Mas… e se não passar? Nada será como antes. Mantenho a fé no mundo. Disseram que 2020 seria um ano de profundas mudanças, onde o reencontro com a espiritualidade se fazia necessário. Não mentiram. Os tempos vividos são divisores de água, de transformação. É muito além do vírus. É sobre conscientização política, ambiental e humanitária, a nível mundial, sobre causas que nunca adormecem, sobre não se saber do “amanhã”. É sobre ver as águas de Veneza ficarem cristalinas e ouvir o silêncio... dos carros... do homem... que fez acordar os pássaros e as borboletas da cidade.

§ **Material**
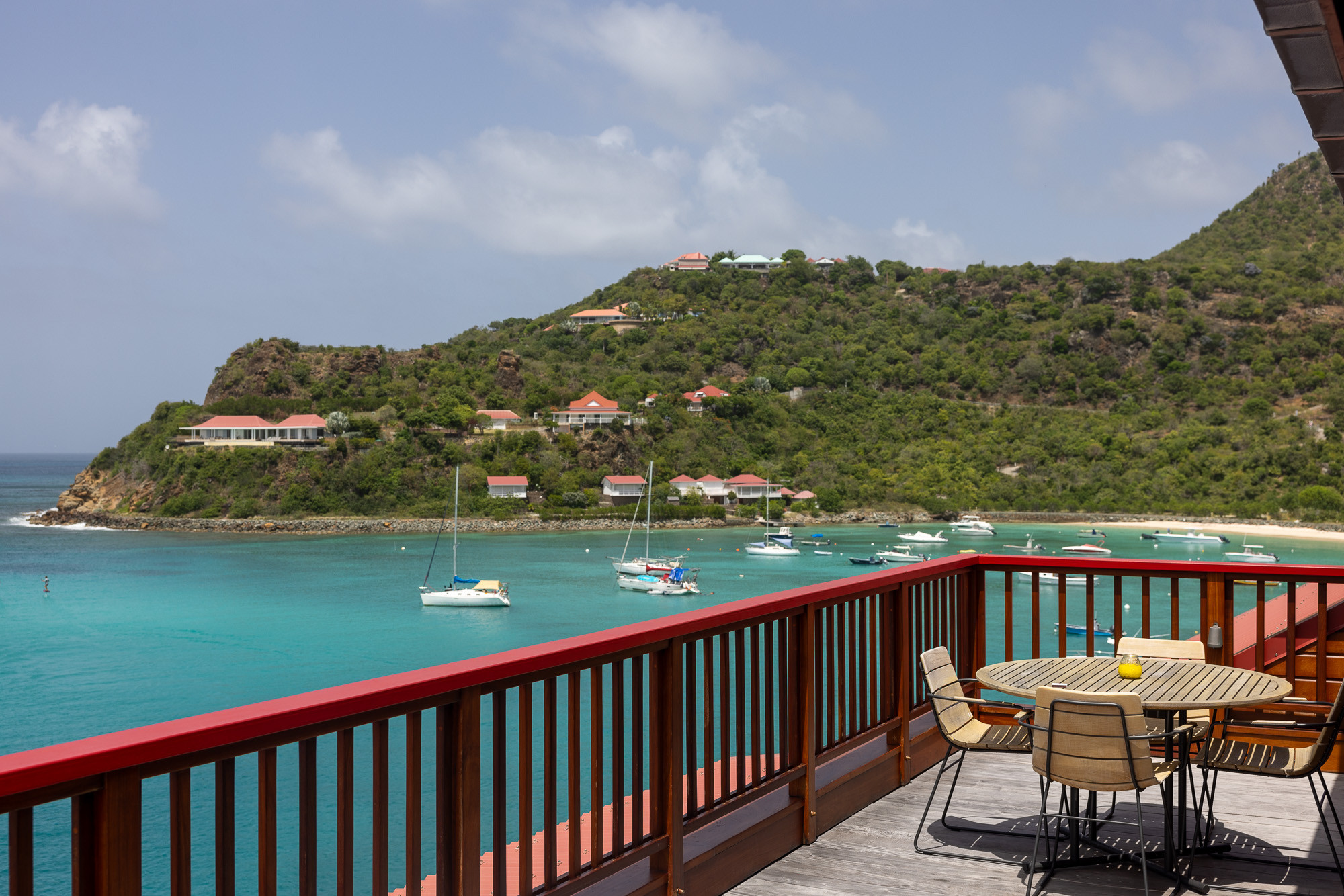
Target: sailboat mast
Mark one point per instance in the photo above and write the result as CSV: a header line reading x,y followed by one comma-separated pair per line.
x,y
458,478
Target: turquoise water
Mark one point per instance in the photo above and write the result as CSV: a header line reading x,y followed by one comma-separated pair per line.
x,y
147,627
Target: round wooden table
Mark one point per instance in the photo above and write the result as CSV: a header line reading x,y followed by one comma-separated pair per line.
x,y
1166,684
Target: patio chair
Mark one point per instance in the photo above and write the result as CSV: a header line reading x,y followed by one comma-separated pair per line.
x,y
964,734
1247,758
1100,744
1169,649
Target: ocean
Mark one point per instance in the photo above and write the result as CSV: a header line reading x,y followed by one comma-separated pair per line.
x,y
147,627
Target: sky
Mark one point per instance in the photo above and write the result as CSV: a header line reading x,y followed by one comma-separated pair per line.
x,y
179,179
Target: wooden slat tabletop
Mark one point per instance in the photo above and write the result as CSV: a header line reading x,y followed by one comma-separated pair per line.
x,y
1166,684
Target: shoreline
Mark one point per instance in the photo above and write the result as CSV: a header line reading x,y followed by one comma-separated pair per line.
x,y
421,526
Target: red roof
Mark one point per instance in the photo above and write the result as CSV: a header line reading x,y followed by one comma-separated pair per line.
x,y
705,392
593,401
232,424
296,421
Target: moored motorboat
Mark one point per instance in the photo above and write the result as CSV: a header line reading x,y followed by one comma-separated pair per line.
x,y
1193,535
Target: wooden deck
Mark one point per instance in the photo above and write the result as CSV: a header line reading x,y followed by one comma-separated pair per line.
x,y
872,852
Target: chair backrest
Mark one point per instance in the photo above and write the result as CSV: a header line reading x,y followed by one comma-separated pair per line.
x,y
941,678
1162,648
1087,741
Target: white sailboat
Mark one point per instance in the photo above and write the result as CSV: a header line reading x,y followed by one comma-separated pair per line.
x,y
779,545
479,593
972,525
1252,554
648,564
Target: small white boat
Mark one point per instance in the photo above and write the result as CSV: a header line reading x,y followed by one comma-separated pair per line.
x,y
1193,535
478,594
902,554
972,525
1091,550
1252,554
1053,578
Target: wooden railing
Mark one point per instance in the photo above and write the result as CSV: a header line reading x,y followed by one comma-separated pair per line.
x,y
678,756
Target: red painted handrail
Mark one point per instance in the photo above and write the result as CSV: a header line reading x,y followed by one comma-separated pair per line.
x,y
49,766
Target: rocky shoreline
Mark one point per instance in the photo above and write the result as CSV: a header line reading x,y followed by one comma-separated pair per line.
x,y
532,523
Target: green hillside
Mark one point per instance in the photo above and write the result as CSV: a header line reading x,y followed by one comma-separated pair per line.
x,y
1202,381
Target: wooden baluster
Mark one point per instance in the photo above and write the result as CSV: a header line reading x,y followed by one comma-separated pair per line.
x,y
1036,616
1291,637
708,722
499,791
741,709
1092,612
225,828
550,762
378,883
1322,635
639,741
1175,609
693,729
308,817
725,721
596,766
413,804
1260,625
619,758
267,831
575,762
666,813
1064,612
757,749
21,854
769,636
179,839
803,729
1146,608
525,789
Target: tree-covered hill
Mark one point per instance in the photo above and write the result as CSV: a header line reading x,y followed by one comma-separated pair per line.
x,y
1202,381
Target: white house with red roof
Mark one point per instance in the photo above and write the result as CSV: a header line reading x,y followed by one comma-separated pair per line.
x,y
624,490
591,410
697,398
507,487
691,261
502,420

§ **A fazer**
Devolva, sem nenhuma alteração, o trecho do texto extraído que começa em "Mas… e se não" e segue até "borboletas da cidade.".

§ **Resposta desenvolvida**
Mas… e se não passar? Nada será como antes. Mantenho a fé no mundo. Disseram que 2020 seria um ano de profundas mudanças, onde o reencontro com a espiritualidade se fazia necessário. Não mentiram. Os tempos vividos são divisores de água, de transformação. É muito além do vírus. É sobre conscientização política, ambiental e humanitária, a nível mundial, sobre causas que nunca adormecem, sobre não se saber do “amanhã”. É sobre ver as águas de Veneza ficarem cristalinas e ouvir o silêncio... dos carros... do homem... que fez acordar os pássaros e as borboletas da cidade.